→ **Entries shown**
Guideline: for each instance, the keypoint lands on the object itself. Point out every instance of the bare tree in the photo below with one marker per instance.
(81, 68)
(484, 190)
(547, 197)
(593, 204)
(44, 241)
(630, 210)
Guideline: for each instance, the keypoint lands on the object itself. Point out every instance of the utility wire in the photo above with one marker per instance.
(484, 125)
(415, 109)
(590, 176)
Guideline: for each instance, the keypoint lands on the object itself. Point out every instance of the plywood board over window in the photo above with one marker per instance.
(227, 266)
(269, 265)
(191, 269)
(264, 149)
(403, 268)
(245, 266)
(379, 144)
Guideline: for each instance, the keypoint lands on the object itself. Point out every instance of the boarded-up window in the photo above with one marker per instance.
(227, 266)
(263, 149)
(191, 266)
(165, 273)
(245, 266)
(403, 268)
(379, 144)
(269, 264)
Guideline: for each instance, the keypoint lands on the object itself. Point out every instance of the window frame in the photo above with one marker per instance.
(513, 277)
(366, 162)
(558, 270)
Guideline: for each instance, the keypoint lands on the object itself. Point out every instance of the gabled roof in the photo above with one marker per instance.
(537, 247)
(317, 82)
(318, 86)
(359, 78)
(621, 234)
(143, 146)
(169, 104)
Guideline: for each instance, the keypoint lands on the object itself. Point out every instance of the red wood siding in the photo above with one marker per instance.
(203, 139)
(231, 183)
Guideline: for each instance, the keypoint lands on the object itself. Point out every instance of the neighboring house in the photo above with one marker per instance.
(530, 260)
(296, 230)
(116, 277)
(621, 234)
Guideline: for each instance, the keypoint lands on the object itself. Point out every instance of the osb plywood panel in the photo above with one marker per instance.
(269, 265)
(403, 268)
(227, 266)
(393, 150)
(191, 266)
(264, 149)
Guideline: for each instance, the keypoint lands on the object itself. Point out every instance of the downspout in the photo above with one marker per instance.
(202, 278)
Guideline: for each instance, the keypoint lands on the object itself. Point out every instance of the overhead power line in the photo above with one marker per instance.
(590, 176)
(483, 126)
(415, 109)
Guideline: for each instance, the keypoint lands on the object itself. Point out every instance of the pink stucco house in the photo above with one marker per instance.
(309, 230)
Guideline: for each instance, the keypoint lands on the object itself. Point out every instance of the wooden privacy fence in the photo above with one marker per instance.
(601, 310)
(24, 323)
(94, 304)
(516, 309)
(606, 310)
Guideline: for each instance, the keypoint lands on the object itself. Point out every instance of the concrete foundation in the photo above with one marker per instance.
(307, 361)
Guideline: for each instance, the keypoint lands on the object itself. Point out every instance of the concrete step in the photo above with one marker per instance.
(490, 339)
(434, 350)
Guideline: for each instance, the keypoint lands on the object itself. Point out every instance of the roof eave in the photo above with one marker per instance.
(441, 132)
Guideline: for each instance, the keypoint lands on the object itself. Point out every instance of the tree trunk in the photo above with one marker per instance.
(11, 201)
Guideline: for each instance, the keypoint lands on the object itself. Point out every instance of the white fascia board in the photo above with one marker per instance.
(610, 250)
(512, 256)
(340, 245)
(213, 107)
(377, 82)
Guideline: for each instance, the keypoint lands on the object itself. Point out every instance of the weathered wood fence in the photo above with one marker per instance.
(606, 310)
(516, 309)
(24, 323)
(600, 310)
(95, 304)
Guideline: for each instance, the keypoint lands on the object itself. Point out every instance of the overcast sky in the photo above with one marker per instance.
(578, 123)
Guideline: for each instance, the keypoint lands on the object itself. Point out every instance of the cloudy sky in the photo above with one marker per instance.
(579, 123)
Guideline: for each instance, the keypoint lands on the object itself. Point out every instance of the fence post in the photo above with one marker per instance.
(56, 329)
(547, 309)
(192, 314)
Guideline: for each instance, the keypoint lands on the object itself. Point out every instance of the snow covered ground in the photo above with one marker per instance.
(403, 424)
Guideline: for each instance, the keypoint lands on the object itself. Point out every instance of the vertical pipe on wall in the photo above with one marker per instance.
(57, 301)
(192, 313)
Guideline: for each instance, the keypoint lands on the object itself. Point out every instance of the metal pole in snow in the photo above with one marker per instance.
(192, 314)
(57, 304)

→ **Problem to work on**
Update every one of the items above by replacing "marker" with "point" wherever it occurs, and leave everything else unchanged.

→ **Correct result**
Guideline: for each instance, the keypoint lands on the object itself. Point out every instance of the bare tree in the photo below with one point per instance.
(81, 68)
(484, 190)
(547, 197)
(593, 204)
(44, 241)
(630, 210)
Guideline: for each instance, the keypoint lands on the object itself. Point out every instance of the utility wire in the photo above with one point per instance.
(484, 125)
(415, 109)
(590, 176)
Guideline: for each instance, the keypoint lands on the object itself. Point out every instance of the plywood board over window in the photo above with one point per instance.
(227, 266)
(269, 265)
(191, 269)
(264, 149)
(403, 268)
(245, 266)
(379, 144)
Guideline: for each instance, the keypoint lands on the object itself. Point out every instance of the boarded-up window in the photo above with one point per instance.
(227, 266)
(263, 149)
(191, 266)
(165, 273)
(245, 266)
(403, 268)
(379, 144)
(269, 264)
Guideline: for each instance, the keypoint lands on the object itself. Point out every instance of the window frame in the photo above with one point per instance.
(513, 277)
(366, 162)
(558, 270)
Guideline: for each instance, the keypoint lands on the object itself. Point out every instance of the gabled roof in the photo above with one point per instance.
(537, 247)
(317, 82)
(318, 86)
(359, 78)
(621, 234)
(143, 146)
(169, 104)
Guideline: for each instance, the keypoint lands on the object itself. Point out every instance of the red wood siding in the photo above with one point per instance.
(203, 139)
(231, 183)
Guideline: for each instance, the keypoint lands on the object itself. Point out every instance of the neighboring house in the photo above with one point per instance.
(530, 260)
(296, 230)
(116, 277)
(621, 234)
Guideline: for each instance, the keypoint lands on the object itself. Point out every instance of the osb plywood panel in the photo above with one point per instance.
(269, 265)
(403, 268)
(227, 266)
(393, 150)
(191, 266)
(264, 149)
Guideline: for each instance, the keypoint lands on the object itself. Point out every instance of the downspout in the photo above with one point per instance.
(202, 278)
Guideline: for each instance, the keypoint lands on the object itself. Point out every instance of the overhead power line in the photo above with one point per instance.
(590, 176)
(483, 126)
(415, 109)
Guideline: for each instance, the keypoint lands on the object itself. Point out every instance of the pink stucco house in the photo above with one point per instance.
(309, 230)
Guideline: for each instance, the keypoint lands on the object itself. Point out every instance of the wooden privacy fence in the photo above with one point per instance.
(601, 310)
(24, 323)
(94, 304)
(516, 309)
(606, 310)
Guideline: for each instance, the keypoint lands on the object itself. Point out every instance of the concrete foundation in the photo above with one point per instance.
(307, 361)
Guideline: for each instance, the keypoint lands on the object itself. Point out every instance of the concrete step in the photo above with one point per instance.
(490, 339)
(434, 350)
Guideline: for each instance, the keypoint lands on the object itself. Point out every instance of the roof eave in the photo above with one point per instance.
(441, 132)
Guideline: for each instance, the keypoint lands on the object itself. Point out every instance of the tree trunk in the photo above with one point per instance.
(11, 201)
Guideline: for each instance, the keypoint lands on the object itself. Point out every instance of the white fascia board in the photo above with one point per instance.
(610, 250)
(512, 256)
(340, 245)
(213, 107)
(377, 82)
Guideline: for each instance, the keypoint lands on the object itself. Point out every instance of the weathered wood fence in the photo above with one point per instance.
(606, 310)
(516, 309)
(24, 323)
(600, 310)
(95, 304)
Guideline: for each instance, the keypoint lands on the object itself. Point out every instance of the overcast sky in the photo above with one point per instance.
(578, 123)
Guideline: for each instance, the keypoint lands on the object itself. Point out every instance of the cloudy sky in the photo above with one point per instance.
(579, 123)
Guideline: for each instance, the keypoint lands on the object itself. Point out every instance of the fence post in the photo above with one point per instance.
(56, 329)
(547, 309)
(192, 314)
Guideline: for each instance, the keypoint lands on the object itself. Point out every instance of the snow covered ground in the photo above with one point per instance.
(403, 424)
Guideline: for each instance, the keypoint lands on the object itself. Point out every instance of the vertical pipe on wall in the photo above with one point per instance.
(57, 301)
(192, 313)
Guideline: for each instance, the keypoint lands on the object itself. Point out every instance of the metal pole in snow in the photo above with one point per instance.
(192, 314)
(57, 304)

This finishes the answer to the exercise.